### Exercise objective
Echo the data below, starting at its first line and stopping after the line that contains "[[132, 90], [573, 110], [5, 372], [631, 68]]", with both ends included. Leave the pictures out of your answer.

+ + + + +

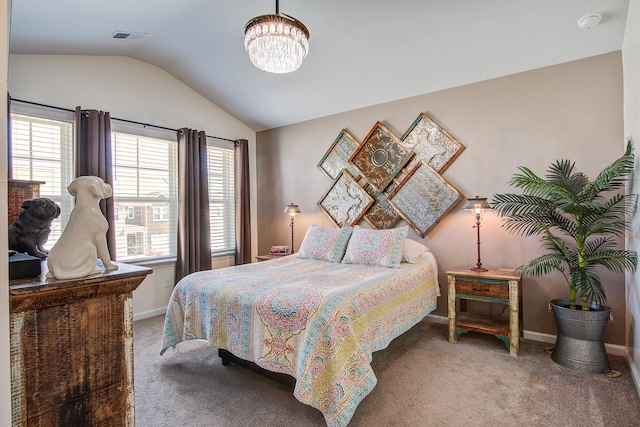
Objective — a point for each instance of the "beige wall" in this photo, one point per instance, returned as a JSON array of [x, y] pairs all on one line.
[[132, 90], [573, 110], [5, 372], [631, 68]]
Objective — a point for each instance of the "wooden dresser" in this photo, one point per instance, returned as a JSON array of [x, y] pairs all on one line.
[[72, 349]]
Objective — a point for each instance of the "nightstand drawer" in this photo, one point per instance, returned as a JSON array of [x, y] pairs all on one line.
[[482, 289]]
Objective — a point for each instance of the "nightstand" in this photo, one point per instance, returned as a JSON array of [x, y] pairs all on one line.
[[502, 286], [267, 257]]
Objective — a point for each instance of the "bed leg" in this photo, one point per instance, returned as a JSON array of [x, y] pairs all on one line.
[[225, 356]]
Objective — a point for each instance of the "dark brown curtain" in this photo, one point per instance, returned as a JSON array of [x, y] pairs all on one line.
[[194, 240], [9, 136], [243, 202], [93, 158]]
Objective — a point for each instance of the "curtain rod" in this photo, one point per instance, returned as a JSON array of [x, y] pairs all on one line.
[[114, 118]]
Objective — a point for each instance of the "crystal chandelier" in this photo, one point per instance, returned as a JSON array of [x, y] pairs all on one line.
[[276, 43]]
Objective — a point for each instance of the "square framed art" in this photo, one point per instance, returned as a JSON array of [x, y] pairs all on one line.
[[380, 157]]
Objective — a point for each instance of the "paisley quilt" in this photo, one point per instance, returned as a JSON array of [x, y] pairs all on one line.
[[316, 321]]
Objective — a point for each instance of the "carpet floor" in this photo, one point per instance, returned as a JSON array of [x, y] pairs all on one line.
[[422, 381]]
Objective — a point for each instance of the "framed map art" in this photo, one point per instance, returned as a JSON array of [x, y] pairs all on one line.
[[345, 202], [431, 143], [423, 197], [337, 156]]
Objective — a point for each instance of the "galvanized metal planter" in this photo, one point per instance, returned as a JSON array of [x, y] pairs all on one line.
[[580, 344]]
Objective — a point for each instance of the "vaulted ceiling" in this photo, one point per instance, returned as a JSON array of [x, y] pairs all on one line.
[[362, 52]]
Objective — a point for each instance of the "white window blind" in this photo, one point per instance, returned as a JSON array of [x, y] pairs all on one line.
[[144, 190], [221, 196], [145, 180], [42, 150]]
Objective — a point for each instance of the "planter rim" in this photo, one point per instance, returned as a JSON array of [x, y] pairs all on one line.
[[565, 303]]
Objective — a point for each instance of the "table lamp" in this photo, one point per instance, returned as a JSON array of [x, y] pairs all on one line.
[[478, 205]]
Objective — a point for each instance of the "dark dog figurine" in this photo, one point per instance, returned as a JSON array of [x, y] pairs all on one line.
[[30, 231]]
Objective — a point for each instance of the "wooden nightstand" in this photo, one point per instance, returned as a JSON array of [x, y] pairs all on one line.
[[502, 286], [267, 257]]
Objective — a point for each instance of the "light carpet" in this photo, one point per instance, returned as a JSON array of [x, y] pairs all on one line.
[[423, 380]]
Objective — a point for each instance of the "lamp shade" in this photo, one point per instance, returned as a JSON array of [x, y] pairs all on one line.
[[291, 209], [477, 204]]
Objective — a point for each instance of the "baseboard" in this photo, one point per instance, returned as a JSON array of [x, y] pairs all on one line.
[[150, 313], [613, 349], [635, 375]]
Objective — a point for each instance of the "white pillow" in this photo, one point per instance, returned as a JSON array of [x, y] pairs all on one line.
[[412, 251], [381, 248], [325, 244]]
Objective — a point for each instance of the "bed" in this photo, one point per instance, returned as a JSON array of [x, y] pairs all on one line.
[[317, 320]]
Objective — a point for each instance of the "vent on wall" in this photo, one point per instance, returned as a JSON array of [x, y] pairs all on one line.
[[128, 35]]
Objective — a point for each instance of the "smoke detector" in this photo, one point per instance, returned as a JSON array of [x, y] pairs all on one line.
[[589, 21], [128, 35]]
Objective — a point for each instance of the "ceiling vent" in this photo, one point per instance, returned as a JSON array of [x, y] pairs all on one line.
[[128, 35], [589, 21]]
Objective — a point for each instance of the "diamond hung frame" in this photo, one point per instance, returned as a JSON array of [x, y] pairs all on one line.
[[345, 202], [381, 215], [423, 197], [380, 157], [337, 156], [431, 143]]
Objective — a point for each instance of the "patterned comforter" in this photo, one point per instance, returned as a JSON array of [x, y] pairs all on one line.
[[314, 320]]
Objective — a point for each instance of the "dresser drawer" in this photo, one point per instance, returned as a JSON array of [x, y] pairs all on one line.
[[482, 289]]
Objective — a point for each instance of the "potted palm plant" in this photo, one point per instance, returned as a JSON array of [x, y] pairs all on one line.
[[580, 223]]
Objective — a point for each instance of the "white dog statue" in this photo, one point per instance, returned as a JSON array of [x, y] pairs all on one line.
[[83, 240]]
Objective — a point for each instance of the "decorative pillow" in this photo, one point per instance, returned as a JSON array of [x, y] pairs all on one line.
[[412, 251], [326, 244], [382, 248]]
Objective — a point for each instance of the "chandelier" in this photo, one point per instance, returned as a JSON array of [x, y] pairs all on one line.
[[276, 43]]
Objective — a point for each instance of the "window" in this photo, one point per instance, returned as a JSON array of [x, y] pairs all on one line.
[[42, 150], [145, 187], [221, 196], [145, 180]]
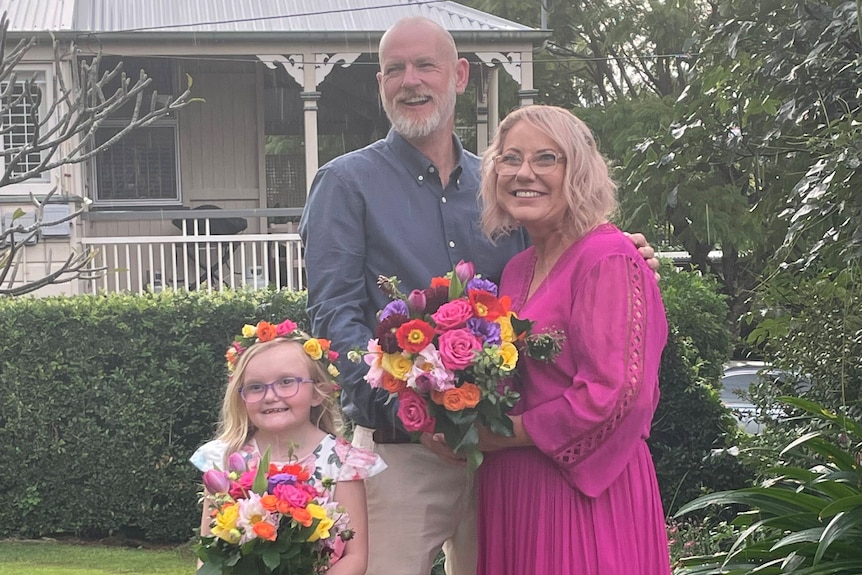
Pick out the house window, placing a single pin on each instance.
(20, 114)
(142, 167)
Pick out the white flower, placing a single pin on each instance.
(428, 368)
(251, 511)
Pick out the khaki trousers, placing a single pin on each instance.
(416, 507)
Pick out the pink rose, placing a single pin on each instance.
(452, 315)
(457, 348)
(413, 412)
(292, 494)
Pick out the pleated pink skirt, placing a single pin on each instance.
(532, 522)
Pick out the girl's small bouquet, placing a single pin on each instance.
(448, 353)
(269, 519)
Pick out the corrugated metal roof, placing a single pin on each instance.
(225, 16)
(38, 15)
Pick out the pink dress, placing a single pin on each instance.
(584, 500)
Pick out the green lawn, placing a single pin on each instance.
(56, 558)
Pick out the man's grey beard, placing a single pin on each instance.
(416, 128)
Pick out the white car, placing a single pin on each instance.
(737, 378)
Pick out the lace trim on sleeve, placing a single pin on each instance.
(589, 442)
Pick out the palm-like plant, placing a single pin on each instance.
(805, 521)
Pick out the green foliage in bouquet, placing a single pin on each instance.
(269, 520)
(448, 354)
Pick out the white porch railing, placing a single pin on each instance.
(193, 262)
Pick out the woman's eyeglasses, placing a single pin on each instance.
(283, 388)
(544, 163)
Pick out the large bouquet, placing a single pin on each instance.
(448, 353)
(269, 519)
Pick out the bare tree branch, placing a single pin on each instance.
(65, 118)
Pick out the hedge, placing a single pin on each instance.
(105, 397)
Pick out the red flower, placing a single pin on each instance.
(487, 306)
(415, 335)
(385, 332)
(266, 331)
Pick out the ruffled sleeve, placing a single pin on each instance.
(209, 455)
(341, 461)
(601, 405)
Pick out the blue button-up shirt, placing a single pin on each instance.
(382, 210)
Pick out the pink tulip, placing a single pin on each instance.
(216, 481)
(465, 271)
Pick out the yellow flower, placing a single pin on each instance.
(506, 332)
(397, 365)
(313, 349)
(509, 353)
(326, 523)
(225, 524)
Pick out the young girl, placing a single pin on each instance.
(281, 397)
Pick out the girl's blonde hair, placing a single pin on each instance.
(587, 186)
(236, 429)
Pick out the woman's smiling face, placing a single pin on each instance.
(535, 201)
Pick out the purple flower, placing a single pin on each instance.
(394, 307)
(487, 331)
(279, 479)
(464, 270)
(483, 285)
(216, 481)
(416, 301)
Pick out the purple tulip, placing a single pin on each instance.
(394, 307)
(216, 481)
(483, 285)
(464, 270)
(236, 462)
(416, 301)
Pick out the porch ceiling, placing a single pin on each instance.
(184, 17)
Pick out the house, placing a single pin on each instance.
(283, 86)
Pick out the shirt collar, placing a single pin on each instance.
(416, 162)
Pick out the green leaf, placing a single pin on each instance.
(259, 484)
(271, 558)
(837, 528)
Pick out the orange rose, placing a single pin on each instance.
(264, 530)
(302, 516)
(486, 305)
(265, 331)
(269, 502)
(392, 384)
(471, 394)
(453, 400)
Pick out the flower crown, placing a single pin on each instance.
(316, 348)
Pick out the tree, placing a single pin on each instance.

+ + + + +

### Expected answer
Objective — a point for each instance of the "beige wall" in this photo, one point per instance, returned as a JSON array of [x, y] pairs all on one line.
[[132, 90], [573, 110], [5, 372], [631, 68]]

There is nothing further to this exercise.